Texto de origem.
2.1. Fundamentos de facto

Os factos relevantes para a apreciação da apontada questão são os descritos no relatório que antecede e ainda os seguintes, emergentes de actos praticados no processo:
2.1.1. A execução foi instaurada em 21.09.2018.
2.1.2. Em 30.01.2019, sob a referência nº 31385530, foi comunicado ao Agente de Execução que a Exequente, o Executado e o cônjuge deste haviam acordado no «pagamento em prestações», estipulando-se no acordo escrito que então juntaram aos autos:
«(…)
A quantia exequenda, taxa de justiça e nota de despesas e honorários do Agente de Execução, da qual o executado será notificado, serão pagas da seguinte forma:
a) Uma primeira prestação, no valor de 6.500,00 €, em numerário, a ser paga na data da assinatura do presente acordo, dando desde já o exequente a respectiva quitação;
b) As prestações subsequentes serão em prestações mensais, iguais e sucessivas de 500,00 € nos meses de Janeiro, Fevereiro, Março, Abril, Maio, Outubro, Novembro e Dezembro e de 1.000,00 € nos meses de Junho, Julho, Agosto e Setembro;
- As prestações subsequentes à primeira prestação, serão pagas até ao dia vinte de cada mês, vencendo-se a primeira em Fevereiro de 2019 e as restantes e, igual dia dos meses subsequentes, a pagar através de transferência bancária para a conta com o NIB …………. 51 do Banco ….

Dados apresentados.

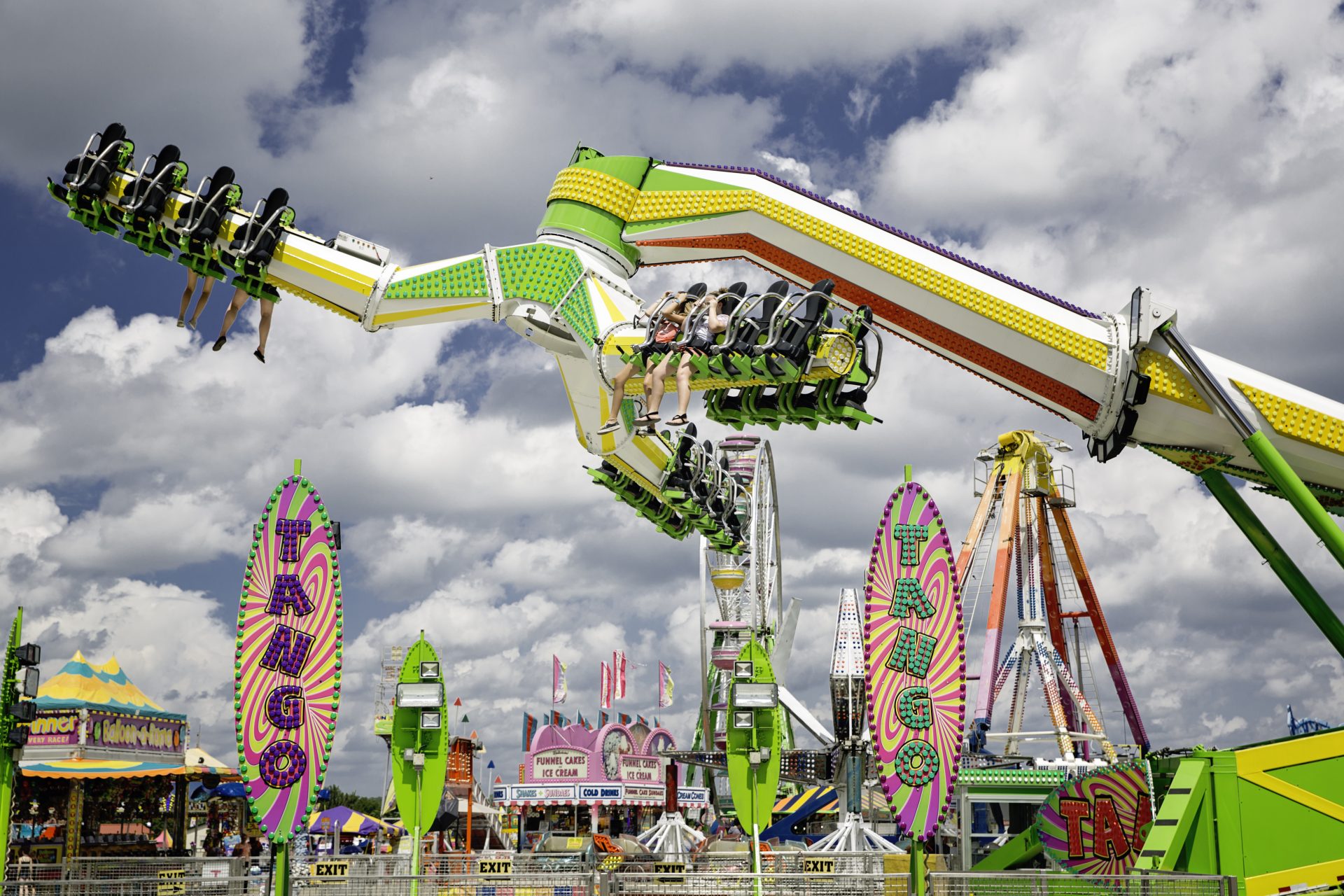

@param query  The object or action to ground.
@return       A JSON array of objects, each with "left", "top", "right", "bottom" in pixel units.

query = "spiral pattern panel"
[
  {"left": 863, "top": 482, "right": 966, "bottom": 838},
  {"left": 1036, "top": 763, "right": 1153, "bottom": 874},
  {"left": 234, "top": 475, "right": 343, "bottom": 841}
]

==

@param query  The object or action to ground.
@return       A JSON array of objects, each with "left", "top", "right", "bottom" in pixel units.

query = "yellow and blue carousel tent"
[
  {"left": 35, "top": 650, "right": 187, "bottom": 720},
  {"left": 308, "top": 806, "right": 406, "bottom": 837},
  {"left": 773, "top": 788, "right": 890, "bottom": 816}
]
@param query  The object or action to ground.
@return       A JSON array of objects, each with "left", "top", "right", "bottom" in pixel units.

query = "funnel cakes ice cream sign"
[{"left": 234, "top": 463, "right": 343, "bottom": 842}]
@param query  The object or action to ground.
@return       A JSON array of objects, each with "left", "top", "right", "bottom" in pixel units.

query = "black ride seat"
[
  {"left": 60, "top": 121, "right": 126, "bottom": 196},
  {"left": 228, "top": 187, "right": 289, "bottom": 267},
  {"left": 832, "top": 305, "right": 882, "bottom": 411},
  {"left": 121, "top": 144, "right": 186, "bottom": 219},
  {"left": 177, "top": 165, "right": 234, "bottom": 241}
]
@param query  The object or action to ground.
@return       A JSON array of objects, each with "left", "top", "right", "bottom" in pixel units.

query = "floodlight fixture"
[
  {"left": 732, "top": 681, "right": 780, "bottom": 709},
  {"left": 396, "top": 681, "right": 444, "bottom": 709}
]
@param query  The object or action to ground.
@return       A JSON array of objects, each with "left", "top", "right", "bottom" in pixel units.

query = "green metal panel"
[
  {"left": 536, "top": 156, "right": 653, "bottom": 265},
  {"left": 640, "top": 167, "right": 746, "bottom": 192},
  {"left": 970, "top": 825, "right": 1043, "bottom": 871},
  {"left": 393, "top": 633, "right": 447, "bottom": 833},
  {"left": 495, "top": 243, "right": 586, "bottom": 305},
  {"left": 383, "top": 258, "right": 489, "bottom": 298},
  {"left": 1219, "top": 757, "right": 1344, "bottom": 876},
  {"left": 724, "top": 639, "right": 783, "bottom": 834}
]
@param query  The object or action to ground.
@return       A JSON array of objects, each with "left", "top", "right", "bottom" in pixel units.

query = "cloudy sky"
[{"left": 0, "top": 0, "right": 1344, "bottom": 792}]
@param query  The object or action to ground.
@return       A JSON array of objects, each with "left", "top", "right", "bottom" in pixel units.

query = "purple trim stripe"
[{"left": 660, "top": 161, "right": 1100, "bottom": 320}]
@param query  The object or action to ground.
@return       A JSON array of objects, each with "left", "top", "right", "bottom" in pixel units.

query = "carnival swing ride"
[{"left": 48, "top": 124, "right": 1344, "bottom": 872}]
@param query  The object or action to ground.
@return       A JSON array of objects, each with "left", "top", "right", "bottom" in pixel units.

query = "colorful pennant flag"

--

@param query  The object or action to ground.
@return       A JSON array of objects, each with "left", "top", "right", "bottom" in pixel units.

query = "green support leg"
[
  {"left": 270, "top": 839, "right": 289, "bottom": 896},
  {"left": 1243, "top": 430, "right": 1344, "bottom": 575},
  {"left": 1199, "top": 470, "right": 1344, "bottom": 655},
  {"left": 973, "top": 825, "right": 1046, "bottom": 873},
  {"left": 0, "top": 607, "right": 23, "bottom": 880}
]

Tarefa breve.
Dê continuidade aos fundamentos de facto sobre o acordo de pagamento em prestações, começando logo após a última frase apresentada.

Resultado do exercício.
- A falta de pagamento de uma das prestações implica o vencimento imediato das restantes, bem como o pagamento de juros de mora vencidos desde a entrada da ação executiva até efectivo e integral.
A Exequente declara expressamente que não prescinde da penhora do imóvel efectuada nos presentes autos, pelo que requere a V. Ex.a se digne converter a mesma em hipoteca, nos termos do disposto no artigo 807.º/1 do C.P.C., sendo o Executado responsável pelo pagamento das custas e despesas a tal acto inerente.».
2.1.3. Pela apresentação nº 619, de 01.02.2019, foi registada a penhora, realizada nos autos de execução, da fracção autónoma designada pela letra L, correspondente ao rés-do-chão, do prédio urbano sito na Rua ..., Bloco .., em …, descrito na Conservatória de Registo Predial de ... sob o nº ../19860116-L, da freguesia de ....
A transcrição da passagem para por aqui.